* [Work to be completed] From the entries below, output the line with "Identify each instance of the paper" and each following line up to and including the line with "Identify each instance of the pine", exactly as written.

START Data listing

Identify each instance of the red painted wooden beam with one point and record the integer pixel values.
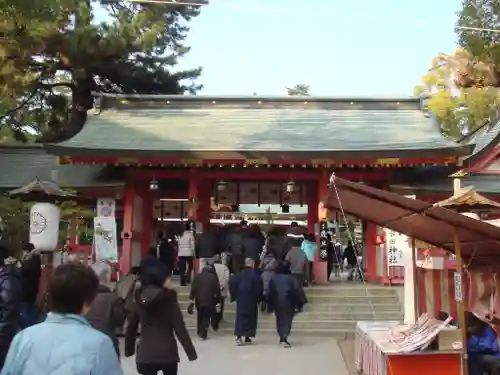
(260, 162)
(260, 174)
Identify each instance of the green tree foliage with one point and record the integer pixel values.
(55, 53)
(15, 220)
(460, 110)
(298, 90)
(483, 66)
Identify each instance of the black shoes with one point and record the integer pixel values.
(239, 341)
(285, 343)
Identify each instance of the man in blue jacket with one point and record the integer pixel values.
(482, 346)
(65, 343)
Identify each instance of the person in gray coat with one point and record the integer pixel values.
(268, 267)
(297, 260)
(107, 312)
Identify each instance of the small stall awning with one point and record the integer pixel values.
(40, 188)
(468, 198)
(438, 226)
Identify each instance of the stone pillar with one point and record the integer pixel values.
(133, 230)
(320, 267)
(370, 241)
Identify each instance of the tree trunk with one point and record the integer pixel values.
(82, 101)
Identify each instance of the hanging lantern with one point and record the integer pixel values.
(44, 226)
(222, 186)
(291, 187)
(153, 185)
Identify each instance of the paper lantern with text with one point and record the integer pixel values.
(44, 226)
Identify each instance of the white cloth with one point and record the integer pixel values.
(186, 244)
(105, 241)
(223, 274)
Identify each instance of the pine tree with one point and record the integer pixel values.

END Data listing
START Data listing

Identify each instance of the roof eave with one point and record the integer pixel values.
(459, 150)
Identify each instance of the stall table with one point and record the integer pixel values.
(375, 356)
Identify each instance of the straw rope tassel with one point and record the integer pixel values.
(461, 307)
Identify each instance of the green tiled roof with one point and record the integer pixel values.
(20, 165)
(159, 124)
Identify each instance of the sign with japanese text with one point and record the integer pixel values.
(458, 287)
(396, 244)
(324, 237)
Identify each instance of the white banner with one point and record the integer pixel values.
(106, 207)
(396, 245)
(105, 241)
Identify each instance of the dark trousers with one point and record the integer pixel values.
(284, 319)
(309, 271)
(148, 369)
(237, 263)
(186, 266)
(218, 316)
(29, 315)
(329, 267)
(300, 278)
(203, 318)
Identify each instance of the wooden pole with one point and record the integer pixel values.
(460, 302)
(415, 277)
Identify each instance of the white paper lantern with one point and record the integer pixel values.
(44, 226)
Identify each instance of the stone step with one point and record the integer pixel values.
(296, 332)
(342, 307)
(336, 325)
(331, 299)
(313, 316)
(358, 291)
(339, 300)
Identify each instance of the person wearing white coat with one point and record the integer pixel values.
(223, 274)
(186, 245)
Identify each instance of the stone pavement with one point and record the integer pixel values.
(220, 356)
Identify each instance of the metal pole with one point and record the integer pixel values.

END Data listing
START Data listing

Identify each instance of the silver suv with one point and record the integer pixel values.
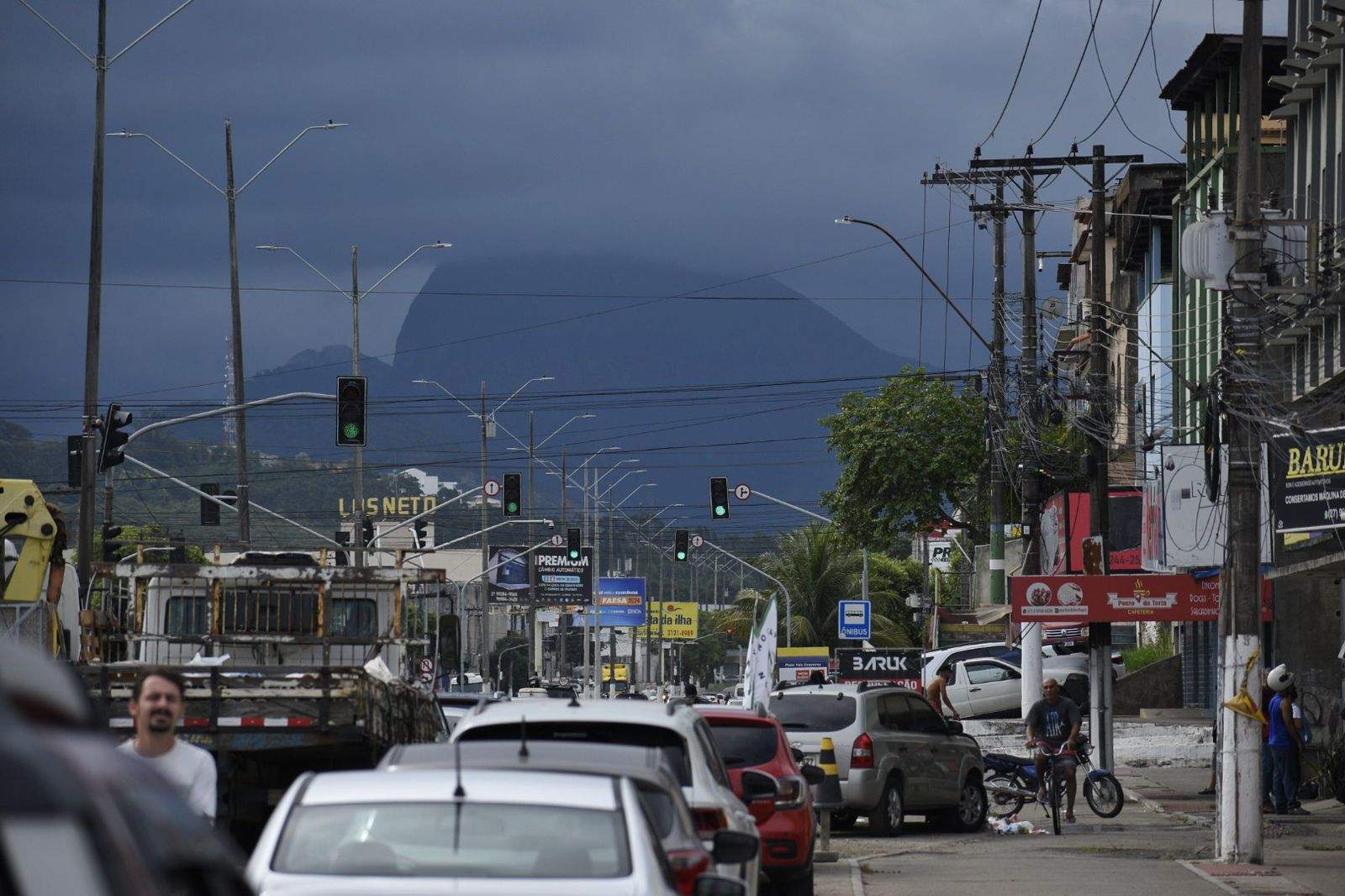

END Data listing

* [Result of this task]
Identify each instance of the paper lantern with text with one point and record the integer pixel values.
(44, 226)
Identify each instance of the white cloth with one point and record the integer pixel values.
(186, 244)
(105, 241)
(223, 274)
Identify each instance of the pine tree with one point and record the integer pixel values.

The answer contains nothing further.